SHORT PROBLEM → Please collect every line in the material below that contains the word "umbrella".

(Dataset entries)
-*-*-

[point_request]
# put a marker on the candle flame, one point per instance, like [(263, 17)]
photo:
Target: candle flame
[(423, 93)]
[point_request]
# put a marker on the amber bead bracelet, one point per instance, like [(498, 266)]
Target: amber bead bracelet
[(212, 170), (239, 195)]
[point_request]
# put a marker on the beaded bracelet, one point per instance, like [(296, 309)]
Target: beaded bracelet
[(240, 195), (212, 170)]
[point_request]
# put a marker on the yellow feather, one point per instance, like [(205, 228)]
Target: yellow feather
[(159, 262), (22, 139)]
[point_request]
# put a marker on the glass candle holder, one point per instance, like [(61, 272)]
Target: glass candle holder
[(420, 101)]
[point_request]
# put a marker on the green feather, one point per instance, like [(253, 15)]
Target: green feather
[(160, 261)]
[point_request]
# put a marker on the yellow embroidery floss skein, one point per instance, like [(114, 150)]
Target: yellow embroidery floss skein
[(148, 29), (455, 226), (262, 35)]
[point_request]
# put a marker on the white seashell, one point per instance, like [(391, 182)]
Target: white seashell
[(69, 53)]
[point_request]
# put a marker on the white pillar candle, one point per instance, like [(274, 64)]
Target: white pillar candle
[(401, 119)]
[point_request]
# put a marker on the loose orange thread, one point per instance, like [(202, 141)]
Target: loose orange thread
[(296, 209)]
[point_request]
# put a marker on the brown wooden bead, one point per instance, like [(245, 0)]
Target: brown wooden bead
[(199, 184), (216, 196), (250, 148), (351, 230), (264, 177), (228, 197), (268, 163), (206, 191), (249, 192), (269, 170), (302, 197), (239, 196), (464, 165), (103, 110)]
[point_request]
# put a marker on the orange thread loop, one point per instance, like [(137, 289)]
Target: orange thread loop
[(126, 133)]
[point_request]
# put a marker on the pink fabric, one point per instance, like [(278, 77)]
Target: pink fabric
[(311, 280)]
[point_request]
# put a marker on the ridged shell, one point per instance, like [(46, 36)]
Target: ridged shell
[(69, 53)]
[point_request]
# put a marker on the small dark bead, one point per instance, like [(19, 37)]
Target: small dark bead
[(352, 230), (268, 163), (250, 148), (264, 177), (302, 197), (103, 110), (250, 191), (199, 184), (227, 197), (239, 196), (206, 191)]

-*-*-

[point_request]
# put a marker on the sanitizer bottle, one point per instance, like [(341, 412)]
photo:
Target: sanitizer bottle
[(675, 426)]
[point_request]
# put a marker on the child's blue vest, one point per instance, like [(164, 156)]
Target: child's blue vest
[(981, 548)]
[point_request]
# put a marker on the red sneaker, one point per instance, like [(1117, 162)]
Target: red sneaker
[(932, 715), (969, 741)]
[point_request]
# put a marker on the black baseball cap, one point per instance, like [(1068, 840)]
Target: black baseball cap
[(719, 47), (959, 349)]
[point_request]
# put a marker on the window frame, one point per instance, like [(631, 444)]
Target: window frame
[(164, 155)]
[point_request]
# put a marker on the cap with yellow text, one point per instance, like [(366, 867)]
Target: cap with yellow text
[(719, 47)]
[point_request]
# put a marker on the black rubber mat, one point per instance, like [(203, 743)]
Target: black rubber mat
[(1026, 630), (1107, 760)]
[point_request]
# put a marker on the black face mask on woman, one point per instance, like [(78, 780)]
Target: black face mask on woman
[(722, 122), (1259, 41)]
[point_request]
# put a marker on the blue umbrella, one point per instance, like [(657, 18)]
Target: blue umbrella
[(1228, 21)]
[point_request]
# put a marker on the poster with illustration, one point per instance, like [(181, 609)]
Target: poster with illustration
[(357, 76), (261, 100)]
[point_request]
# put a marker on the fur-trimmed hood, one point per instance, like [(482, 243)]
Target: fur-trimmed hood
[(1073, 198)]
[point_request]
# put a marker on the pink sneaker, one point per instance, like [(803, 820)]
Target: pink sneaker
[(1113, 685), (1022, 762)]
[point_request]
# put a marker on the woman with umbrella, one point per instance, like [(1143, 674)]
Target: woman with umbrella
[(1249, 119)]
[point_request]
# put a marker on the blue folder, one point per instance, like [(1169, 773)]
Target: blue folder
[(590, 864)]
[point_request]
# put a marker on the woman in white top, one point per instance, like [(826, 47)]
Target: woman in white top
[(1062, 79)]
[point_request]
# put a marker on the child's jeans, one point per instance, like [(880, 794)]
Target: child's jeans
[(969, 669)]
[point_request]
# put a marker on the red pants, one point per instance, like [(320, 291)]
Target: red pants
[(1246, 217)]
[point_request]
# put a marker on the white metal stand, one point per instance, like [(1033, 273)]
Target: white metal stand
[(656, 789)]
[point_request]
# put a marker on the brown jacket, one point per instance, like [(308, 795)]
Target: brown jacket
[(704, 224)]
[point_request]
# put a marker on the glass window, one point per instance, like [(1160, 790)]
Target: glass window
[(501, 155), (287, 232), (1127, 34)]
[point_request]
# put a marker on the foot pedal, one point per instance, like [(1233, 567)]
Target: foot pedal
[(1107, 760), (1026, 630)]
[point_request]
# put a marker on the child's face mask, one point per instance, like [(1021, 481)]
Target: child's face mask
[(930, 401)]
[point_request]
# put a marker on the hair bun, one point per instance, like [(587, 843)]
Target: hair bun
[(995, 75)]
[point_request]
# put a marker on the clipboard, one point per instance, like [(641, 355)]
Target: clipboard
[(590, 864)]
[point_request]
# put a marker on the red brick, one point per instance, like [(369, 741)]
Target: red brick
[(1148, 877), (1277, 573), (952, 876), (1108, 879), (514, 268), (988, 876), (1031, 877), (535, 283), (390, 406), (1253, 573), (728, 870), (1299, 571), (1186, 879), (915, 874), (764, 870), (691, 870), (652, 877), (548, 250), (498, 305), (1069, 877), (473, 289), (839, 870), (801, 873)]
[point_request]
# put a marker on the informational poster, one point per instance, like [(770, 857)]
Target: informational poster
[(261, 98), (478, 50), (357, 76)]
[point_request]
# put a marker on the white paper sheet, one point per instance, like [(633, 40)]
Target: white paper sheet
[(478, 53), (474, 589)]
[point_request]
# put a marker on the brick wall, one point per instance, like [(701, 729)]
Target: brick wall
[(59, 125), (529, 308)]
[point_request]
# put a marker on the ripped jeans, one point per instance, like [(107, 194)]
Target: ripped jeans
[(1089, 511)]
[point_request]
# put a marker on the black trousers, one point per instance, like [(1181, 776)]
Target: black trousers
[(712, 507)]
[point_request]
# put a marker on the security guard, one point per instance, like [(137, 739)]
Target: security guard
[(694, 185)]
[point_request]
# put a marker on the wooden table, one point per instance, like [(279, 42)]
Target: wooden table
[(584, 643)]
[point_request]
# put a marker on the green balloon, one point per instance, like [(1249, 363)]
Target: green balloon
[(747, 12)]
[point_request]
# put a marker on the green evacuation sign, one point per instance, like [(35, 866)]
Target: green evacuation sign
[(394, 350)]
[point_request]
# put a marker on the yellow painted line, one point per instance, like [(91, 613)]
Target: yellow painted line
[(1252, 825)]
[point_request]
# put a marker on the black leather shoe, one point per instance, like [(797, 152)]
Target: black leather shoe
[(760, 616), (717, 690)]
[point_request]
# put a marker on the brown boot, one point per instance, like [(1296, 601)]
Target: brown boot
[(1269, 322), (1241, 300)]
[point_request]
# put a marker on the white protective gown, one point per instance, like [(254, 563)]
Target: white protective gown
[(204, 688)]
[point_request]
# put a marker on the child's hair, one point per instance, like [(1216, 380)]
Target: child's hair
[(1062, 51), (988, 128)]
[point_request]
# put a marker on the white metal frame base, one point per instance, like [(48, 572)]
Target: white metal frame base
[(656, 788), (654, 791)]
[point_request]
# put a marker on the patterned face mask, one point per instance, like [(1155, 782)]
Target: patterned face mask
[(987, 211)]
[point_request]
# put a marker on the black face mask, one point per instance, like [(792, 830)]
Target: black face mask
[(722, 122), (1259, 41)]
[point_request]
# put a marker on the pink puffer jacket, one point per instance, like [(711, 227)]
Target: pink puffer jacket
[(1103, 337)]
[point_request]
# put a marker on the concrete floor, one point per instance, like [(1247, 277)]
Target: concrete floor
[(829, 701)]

-*-*-

THE REPLY →
# put a marker on the blue umbrella, one point per instance, like [(657, 18)]
Target: blue umbrella
# put a marker on the woman with umbrella, one point per instance, like [(1143, 674)]
Target: woman with umbrella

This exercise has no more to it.